Reproduce the part of the records that opens with the line containing "like x=177 y=42." and continues through the end of the records, including both ends and changing nothing.

────

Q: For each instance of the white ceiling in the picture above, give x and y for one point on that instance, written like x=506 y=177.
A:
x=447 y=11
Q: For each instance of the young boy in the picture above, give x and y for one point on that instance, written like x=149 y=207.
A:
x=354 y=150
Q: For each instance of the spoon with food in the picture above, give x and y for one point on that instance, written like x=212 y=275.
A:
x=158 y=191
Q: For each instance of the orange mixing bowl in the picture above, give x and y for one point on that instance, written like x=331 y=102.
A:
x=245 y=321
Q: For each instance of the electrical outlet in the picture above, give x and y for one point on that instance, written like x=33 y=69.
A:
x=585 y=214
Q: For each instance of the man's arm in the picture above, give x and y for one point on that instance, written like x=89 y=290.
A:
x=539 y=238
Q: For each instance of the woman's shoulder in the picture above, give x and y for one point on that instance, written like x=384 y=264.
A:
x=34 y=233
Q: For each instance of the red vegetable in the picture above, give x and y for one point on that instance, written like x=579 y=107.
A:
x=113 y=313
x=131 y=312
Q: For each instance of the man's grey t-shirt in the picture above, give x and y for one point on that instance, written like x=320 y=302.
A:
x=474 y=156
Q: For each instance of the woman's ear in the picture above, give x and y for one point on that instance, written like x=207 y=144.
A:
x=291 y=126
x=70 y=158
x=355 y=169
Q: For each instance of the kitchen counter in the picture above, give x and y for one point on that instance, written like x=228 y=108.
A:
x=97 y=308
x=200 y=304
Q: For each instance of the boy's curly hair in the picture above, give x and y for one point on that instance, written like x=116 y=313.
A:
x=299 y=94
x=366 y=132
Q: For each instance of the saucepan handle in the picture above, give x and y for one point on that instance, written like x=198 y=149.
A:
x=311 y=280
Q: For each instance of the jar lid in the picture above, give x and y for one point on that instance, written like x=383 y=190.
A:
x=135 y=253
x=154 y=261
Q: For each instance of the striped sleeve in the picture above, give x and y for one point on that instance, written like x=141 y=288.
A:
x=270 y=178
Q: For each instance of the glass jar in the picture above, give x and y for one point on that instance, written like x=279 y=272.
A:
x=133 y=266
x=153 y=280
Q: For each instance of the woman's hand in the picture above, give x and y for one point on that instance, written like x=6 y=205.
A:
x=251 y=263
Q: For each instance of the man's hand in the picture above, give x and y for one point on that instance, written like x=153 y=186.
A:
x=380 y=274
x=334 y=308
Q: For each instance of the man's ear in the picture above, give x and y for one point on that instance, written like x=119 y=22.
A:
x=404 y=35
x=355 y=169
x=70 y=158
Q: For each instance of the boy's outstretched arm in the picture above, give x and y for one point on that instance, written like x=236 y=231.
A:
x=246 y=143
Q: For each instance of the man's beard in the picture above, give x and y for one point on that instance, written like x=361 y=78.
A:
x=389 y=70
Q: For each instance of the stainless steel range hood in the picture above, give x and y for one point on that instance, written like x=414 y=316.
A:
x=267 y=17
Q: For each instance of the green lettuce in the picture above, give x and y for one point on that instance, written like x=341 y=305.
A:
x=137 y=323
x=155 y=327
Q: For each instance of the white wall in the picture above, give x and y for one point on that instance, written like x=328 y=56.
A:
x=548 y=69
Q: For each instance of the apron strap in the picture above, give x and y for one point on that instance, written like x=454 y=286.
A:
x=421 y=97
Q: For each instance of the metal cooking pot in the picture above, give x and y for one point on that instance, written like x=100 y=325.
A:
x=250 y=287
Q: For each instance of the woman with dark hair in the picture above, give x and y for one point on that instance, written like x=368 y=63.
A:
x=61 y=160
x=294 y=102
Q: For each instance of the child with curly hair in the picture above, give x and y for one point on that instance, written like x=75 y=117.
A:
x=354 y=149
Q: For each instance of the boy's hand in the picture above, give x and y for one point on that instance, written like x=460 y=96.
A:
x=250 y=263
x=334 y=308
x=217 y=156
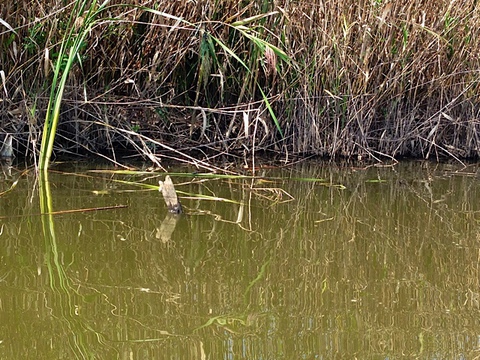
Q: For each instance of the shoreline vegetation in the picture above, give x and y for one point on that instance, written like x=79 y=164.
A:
x=207 y=81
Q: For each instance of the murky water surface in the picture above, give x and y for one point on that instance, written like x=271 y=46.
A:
x=365 y=262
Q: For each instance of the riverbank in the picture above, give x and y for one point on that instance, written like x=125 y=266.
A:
x=372 y=80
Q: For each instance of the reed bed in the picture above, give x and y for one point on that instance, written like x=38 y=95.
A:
x=356 y=79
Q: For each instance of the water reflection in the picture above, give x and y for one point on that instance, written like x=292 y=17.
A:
x=386 y=267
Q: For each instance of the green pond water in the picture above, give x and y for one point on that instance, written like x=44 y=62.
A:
x=365 y=262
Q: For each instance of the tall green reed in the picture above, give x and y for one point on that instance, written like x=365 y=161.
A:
x=81 y=21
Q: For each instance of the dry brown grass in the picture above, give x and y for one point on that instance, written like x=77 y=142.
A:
x=367 y=79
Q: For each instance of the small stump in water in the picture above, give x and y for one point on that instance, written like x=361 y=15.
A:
x=170 y=196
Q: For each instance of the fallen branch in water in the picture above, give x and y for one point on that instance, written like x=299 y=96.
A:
x=60 y=212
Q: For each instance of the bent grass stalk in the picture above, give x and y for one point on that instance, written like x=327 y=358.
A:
x=82 y=21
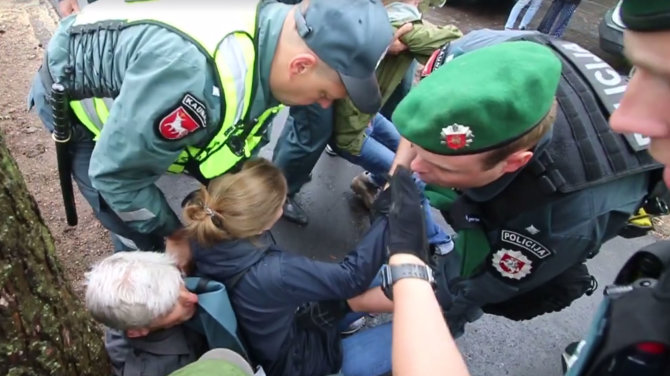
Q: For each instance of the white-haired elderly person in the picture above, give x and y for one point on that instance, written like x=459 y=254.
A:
x=142 y=299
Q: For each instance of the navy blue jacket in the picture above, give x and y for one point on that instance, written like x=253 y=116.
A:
x=277 y=283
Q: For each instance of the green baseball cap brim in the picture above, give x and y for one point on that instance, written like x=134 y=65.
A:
x=223 y=362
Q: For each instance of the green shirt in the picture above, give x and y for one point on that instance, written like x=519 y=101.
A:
x=421 y=41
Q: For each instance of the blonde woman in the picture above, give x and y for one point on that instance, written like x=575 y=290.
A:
x=289 y=306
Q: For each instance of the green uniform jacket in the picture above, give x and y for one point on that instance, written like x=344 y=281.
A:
x=422 y=41
x=148 y=70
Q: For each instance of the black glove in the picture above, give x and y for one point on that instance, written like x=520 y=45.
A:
x=407 y=225
x=382 y=204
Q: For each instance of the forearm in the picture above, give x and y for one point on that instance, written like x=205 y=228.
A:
x=404 y=155
x=372 y=300
x=422 y=343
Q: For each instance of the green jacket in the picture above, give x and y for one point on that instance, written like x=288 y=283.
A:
x=147 y=70
x=422 y=41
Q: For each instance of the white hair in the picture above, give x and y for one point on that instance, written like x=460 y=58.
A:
x=129 y=290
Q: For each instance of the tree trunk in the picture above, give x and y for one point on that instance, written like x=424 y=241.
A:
x=44 y=330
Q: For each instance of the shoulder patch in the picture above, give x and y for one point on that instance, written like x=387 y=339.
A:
x=186 y=117
x=517 y=256
x=529 y=244
x=511 y=264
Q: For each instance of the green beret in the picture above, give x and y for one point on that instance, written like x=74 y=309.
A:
x=646 y=15
x=481 y=100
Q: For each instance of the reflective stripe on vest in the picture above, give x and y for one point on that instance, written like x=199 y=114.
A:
x=225 y=33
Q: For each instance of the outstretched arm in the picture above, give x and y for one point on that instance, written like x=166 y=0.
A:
x=422 y=343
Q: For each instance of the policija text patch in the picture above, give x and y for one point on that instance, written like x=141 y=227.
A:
x=188 y=116
x=519 y=256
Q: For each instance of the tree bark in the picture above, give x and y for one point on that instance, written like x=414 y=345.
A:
x=44 y=329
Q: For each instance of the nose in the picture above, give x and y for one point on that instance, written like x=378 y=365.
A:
x=325 y=103
x=643 y=107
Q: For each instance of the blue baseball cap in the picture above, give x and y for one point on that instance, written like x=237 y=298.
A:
x=352 y=37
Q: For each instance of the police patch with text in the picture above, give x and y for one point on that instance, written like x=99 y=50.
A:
x=517 y=256
x=186 y=117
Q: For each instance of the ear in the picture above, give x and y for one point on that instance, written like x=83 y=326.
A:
x=517 y=160
x=301 y=64
x=136 y=333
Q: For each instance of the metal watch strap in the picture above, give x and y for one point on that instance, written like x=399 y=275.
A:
x=393 y=273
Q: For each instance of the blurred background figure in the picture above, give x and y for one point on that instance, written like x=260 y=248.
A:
x=531 y=10
x=556 y=20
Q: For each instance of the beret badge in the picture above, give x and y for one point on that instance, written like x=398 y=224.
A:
x=456 y=136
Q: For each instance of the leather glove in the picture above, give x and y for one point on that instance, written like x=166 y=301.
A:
x=407 y=225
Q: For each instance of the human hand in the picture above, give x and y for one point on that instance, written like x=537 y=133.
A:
x=407 y=232
x=396 y=45
x=180 y=249
x=67 y=7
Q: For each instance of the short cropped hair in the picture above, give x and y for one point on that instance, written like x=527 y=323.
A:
x=129 y=290
x=526 y=142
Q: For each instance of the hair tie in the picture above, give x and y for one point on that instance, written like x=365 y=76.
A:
x=209 y=211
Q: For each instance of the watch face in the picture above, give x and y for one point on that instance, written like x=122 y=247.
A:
x=387 y=281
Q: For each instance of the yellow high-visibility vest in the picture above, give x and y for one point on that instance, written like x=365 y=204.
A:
x=225 y=32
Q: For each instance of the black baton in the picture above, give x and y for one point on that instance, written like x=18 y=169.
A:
x=61 y=135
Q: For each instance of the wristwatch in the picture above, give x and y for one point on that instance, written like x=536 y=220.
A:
x=393 y=273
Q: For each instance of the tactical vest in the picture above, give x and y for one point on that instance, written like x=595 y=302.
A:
x=234 y=60
x=631 y=330
x=584 y=151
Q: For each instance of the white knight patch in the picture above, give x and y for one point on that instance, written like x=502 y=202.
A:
x=512 y=264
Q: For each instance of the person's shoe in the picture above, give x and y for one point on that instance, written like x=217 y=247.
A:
x=570 y=354
x=355 y=326
x=365 y=189
x=293 y=212
x=330 y=151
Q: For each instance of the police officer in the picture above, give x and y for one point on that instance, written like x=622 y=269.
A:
x=178 y=86
x=630 y=333
x=523 y=165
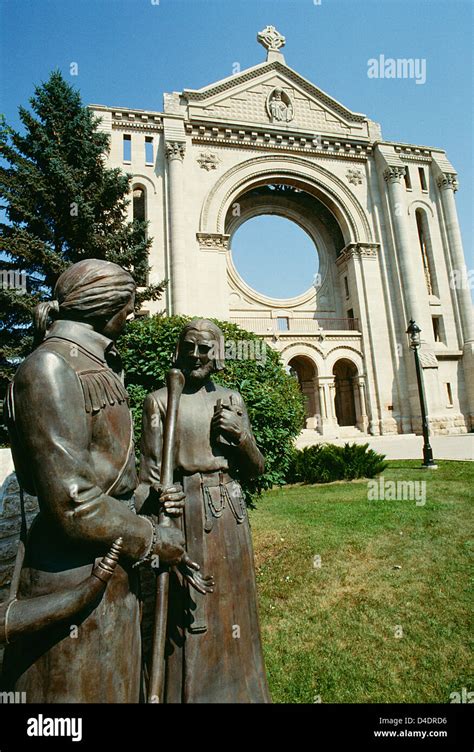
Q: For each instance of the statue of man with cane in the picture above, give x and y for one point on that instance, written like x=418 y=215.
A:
x=211 y=648
x=72 y=622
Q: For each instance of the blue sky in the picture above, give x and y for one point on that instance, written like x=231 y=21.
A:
x=131 y=51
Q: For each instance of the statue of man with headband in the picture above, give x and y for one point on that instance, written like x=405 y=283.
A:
x=72 y=442
x=213 y=651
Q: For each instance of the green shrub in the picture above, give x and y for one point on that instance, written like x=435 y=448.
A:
x=273 y=398
x=324 y=463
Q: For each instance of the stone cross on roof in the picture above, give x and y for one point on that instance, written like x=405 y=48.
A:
x=272 y=40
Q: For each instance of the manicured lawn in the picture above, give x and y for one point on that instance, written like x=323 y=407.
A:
x=331 y=630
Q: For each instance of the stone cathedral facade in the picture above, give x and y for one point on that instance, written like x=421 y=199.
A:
x=382 y=216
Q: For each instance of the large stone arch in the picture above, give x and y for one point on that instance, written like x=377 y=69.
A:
x=313 y=178
x=347 y=353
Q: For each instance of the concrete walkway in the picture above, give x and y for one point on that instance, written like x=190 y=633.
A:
x=403 y=447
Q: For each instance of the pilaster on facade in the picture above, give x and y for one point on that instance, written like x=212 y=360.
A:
x=175 y=150
x=394 y=173
x=447 y=181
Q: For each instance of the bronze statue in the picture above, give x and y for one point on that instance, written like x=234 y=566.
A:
x=213 y=650
x=70 y=638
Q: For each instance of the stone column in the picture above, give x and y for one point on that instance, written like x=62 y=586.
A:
x=177 y=215
x=393 y=177
x=448 y=185
x=362 y=417
x=327 y=422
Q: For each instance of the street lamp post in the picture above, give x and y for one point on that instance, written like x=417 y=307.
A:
x=413 y=332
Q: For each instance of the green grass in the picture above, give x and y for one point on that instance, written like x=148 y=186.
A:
x=330 y=630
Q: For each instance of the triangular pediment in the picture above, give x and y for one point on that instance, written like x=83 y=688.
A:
x=275 y=95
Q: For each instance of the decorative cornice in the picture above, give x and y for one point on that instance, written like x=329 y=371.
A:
x=354 y=176
x=260 y=137
x=363 y=250
x=208 y=161
x=213 y=241
x=448 y=180
x=175 y=150
x=394 y=174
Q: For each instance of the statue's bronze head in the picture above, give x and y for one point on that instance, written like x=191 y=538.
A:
x=200 y=350
x=93 y=291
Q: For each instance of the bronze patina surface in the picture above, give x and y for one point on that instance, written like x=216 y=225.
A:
x=213 y=647
x=72 y=442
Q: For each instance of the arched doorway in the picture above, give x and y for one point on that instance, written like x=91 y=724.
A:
x=305 y=371
x=345 y=374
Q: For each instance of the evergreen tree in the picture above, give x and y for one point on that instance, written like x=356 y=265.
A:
x=61 y=204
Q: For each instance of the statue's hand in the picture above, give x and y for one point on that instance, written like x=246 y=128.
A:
x=172 y=499
x=170 y=544
x=190 y=571
x=228 y=421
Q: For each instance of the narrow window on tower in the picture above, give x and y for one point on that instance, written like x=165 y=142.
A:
x=407 y=179
x=426 y=250
x=421 y=172
x=438 y=330
x=127 y=148
x=283 y=323
x=449 y=395
x=148 y=150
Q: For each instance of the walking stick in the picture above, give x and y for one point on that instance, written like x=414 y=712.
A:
x=175 y=384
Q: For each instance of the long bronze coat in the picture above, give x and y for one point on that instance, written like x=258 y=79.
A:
x=72 y=442
x=213 y=651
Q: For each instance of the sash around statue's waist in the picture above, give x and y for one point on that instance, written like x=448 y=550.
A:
x=209 y=497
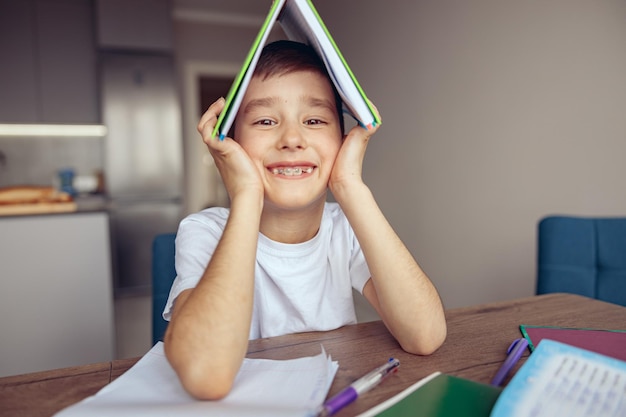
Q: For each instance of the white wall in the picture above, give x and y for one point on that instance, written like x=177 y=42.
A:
x=495 y=114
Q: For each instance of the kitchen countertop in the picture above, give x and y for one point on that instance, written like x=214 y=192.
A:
x=81 y=204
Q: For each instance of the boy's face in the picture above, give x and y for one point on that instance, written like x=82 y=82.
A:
x=289 y=126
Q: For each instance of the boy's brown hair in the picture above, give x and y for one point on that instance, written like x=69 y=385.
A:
x=284 y=57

────

§ **RESPONSE TO THIS TASK**
Q: For each instance of the white wall in the picture above, give x and y for one point on that instance, written like x=177 y=42.
A:
x=495 y=114
Q: For each instance of the kitchen countertop in the picture above, give x and y for one point on that instance, written like x=214 y=192.
A:
x=81 y=204
Q: For each instance of the boy's face in the picture above, give x and y for one point on that instance, written like x=82 y=82.
A:
x=289 y=126
Q: For each instance of the boy's brown hair in the picture above, give x and y for one point on that instance, written like x=69 y=385.
A:
x=284 y=57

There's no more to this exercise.